Reproduce word for word the lines of the items below, from the line containing "Practice. Place a point on every instance of the slice of" through the last line of the items, inclusive.

⟨

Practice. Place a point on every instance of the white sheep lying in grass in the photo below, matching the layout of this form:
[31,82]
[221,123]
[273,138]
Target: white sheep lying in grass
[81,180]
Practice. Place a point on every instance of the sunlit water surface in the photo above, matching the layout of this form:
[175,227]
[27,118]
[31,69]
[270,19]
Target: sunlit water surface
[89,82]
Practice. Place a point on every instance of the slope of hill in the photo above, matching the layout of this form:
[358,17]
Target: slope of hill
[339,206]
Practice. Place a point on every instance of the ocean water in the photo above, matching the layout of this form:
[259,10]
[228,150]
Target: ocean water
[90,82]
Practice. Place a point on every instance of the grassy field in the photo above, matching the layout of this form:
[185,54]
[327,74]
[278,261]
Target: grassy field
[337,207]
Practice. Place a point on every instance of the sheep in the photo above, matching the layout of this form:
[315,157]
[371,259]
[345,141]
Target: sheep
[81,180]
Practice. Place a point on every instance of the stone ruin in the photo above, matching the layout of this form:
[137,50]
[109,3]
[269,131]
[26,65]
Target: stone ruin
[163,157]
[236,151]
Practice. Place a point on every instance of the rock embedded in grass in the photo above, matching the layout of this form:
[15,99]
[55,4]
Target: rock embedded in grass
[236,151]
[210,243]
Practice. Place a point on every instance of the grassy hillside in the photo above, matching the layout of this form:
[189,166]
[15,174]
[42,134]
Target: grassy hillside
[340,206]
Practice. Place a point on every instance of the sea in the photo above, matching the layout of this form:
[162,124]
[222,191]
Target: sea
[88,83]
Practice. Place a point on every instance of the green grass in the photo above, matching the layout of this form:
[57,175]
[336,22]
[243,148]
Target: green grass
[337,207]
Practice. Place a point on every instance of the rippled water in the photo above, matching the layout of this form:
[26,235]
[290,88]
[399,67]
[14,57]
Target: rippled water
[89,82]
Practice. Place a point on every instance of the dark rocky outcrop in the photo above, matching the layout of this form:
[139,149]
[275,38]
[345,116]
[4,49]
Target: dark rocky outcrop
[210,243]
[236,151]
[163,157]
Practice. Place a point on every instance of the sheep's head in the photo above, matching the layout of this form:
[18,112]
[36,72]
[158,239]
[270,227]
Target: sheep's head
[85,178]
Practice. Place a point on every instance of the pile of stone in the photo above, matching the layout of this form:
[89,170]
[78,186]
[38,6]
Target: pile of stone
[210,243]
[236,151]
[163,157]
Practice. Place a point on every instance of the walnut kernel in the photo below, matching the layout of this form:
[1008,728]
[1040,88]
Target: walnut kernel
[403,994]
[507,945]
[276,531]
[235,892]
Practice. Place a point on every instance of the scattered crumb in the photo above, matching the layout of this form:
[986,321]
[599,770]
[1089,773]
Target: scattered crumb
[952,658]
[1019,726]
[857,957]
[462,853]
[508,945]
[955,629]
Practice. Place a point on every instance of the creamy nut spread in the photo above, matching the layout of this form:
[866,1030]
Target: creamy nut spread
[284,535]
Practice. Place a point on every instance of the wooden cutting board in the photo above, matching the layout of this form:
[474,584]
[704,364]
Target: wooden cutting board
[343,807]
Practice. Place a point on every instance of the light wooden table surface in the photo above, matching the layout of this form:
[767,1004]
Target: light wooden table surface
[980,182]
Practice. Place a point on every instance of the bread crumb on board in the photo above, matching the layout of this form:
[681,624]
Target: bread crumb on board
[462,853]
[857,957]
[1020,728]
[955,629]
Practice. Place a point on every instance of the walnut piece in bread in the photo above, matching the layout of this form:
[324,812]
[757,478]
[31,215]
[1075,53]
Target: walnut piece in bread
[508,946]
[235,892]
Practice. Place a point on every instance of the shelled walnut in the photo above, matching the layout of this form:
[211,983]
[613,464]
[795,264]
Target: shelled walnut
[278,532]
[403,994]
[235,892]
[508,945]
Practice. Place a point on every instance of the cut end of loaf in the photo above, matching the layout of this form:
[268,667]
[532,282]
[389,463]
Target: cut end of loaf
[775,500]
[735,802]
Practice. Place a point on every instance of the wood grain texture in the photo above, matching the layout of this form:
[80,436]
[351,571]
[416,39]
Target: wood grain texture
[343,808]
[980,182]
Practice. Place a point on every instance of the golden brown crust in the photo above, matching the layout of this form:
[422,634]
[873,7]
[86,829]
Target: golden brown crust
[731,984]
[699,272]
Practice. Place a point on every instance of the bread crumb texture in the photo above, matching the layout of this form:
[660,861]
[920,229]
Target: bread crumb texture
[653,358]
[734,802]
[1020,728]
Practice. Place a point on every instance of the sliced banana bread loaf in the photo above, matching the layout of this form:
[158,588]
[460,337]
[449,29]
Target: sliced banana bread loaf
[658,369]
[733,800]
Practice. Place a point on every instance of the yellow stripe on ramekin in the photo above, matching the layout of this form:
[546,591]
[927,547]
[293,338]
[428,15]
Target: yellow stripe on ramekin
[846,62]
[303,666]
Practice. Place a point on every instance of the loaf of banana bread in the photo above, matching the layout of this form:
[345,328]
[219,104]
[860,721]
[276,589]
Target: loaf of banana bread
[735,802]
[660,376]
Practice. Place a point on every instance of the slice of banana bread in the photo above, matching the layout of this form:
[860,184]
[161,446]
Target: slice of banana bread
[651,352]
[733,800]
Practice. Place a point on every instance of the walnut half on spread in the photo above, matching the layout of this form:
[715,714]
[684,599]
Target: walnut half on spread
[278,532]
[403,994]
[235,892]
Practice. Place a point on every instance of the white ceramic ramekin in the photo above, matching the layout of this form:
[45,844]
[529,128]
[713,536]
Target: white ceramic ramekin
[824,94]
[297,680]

⟩

▸ **Task response**
Practice. Place a point on every instance of the slice of banana bread in the photo above, matching the layout of this form:
[860,184]
[161,446]
Target: slice of banana bread
[651,352]
[733,800]
Practice. Place a point on every instance of the walnut half on spread in the photo above, matching the layout of this form:
[715,714]
[684,599]
Target: walnut half on spread
[278,532]
[403,994]
[235,892]
Practice. Place a point on every instance of the white ceramic ramekin in the photo above, matching the layout of this form:
[45,844]
[529,128]
[713,536]
Target: white ceramic ramekin
[824,94]
[297,680]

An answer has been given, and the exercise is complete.